## BEGIN SOURCE EXTRACT
How a SQL Database Engine Works

Dennis Pham
6 min readDec 7, 2018

SQL (Structured Query Language) is a language used to communicate with relational databases. The objective of SQL is to manage large amounts of data, especially if there’s lots of data being written simultaneously and too many data transactions. SQL itself is a “spec” — a generalized language that supports the basics. The data management comes into play when the SQL client communicates with a database — and thus comes the ability to create/drop/collect/store data, update or delete that data, extract that data, and manage user permissions to that data. This system is called the relational database management system.

Different SQL servers will offer everything in that basic spec as well as new functions and features depending on the version and use cases needed such as MySQL, SQLite, Postgres SQL, Transact-SQL, etc. This includes Salesforce and Oracle both using their own SQL servers, IBM using IBM Db2, and Microsoft using Transact-SQL. There are many other businesses that will use some form of a SQL server for their relational database environment because of the efficiency, extensibility, scalability, and standards compliance. We’re going to do an overview of how SQL works.

Where does the data come from?

Let’s first take a broader look at how data gets to a SQL client. There are different methodologies for collecting and organizing data, but the fundamentals are the same. Data comes to a server and a data storage system such as from an Apache or Nginx platform can then process that data into tables and store it in a data warehouse server for SQL to use. This is usually done by converting the data to a format that the database can use (such as a JSON file) because we don’t want to write directly to the database itself. The database warehouse is the core database engine that allows a SQL client to connect and communicate with it. To retrieve data, the database warehouse forwards the SQL request to an application server. The application server then processes it and sends it back to a web server which turns it into presentable content to the user — SQL data tables.

The SQL Database Engine — Stages of Compiling

Let’s now take a closer look at how that database engine works. We now know that the data warehouse is the RDBMS that allows a SQL client to communicate with it. How does it process that data though?

SQL has its own stages for how a query compiles and executes. The taxonomy for these stages of processing in SQL varies depending on the client but it’s generally called a SQL driver or SQL statement. SQL Authority has a great diagram for this with the stages being compiling (parsing and binding), optimizing, and executing.

All SQL database engines have a compiler to translate the SQL statement into byte code and a virtual machine to evaluate the byte code. You can think of it similar to GCC in low level programming. Some SQL servers, such as SQLite, is actually written in the C Programming language with its own tokenizer, parser, interpreter, and B-tree headers and structures.
## END SOURCE EXTRACT
## BEGIN LISTING
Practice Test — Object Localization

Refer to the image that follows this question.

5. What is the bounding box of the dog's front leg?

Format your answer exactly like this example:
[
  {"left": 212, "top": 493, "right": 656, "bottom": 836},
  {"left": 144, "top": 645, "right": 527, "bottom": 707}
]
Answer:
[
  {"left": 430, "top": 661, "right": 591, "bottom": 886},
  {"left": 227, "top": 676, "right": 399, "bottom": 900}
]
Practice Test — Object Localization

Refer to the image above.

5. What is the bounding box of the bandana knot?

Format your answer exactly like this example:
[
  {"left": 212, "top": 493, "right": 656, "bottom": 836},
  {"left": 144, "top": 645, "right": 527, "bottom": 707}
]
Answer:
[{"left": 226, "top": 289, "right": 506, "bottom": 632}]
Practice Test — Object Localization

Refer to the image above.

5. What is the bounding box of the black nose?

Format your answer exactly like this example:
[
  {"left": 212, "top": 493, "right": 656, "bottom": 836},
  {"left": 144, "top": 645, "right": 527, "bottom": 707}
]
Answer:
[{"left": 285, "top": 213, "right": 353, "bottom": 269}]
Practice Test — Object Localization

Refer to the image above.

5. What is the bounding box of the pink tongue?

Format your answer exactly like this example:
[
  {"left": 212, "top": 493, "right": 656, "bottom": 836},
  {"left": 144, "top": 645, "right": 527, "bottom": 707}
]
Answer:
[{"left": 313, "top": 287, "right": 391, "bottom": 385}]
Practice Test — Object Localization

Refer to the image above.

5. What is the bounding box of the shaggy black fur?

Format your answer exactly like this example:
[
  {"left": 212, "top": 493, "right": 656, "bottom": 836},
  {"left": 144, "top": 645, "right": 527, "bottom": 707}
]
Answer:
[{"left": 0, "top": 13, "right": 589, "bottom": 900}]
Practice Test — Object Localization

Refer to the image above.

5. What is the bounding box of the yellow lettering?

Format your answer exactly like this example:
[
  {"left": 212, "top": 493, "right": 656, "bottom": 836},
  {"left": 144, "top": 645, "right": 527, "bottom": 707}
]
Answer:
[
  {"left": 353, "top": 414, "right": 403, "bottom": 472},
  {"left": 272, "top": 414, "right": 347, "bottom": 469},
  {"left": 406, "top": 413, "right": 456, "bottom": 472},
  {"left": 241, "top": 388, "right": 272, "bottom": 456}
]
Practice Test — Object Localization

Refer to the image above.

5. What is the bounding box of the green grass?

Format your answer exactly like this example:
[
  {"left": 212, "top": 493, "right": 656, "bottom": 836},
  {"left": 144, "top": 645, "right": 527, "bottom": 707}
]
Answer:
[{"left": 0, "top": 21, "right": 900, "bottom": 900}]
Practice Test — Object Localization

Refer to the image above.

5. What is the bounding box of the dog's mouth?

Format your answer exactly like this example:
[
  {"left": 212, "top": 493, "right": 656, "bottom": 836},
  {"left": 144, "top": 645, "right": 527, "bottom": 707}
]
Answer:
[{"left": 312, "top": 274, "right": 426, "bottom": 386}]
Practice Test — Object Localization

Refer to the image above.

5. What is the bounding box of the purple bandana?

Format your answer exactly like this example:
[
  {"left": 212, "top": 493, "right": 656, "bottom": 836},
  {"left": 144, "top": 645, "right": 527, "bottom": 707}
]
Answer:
## END LISTING
* EXERCISE INSTRUCTIONS:
• 1. Echo the passage on SQL database engines word for word, starting at the words "Different SQL servers" and ending after the words "how SQL works.".
• 2. Return each line of the listing that contains the word "bandana".
The SQL text and the listing have nothing to do with each other.

* SOLUTIONS BY TASK:
• 1.
Different SQL servers will offer everything in that basic spec as well as new functions and features depending on the version and use cases needed such as MySQL, SQLite, Postgres SQL, Transact-SQL, etc. This includes Salesforce and Oracle both using their own SQL servers, IBM using IBM Db2, and Microsoft using Transact-SQL. There are many other businesses that will use some form of a SQL server for their relational database environment because of the efficiency, extensibility, scalability, and standards compliance. We’re going to do an overview of how SQL works.

• 2.
5. What is the bounding box of the bandana knot?
5. What is the bounding box of the purple bandana?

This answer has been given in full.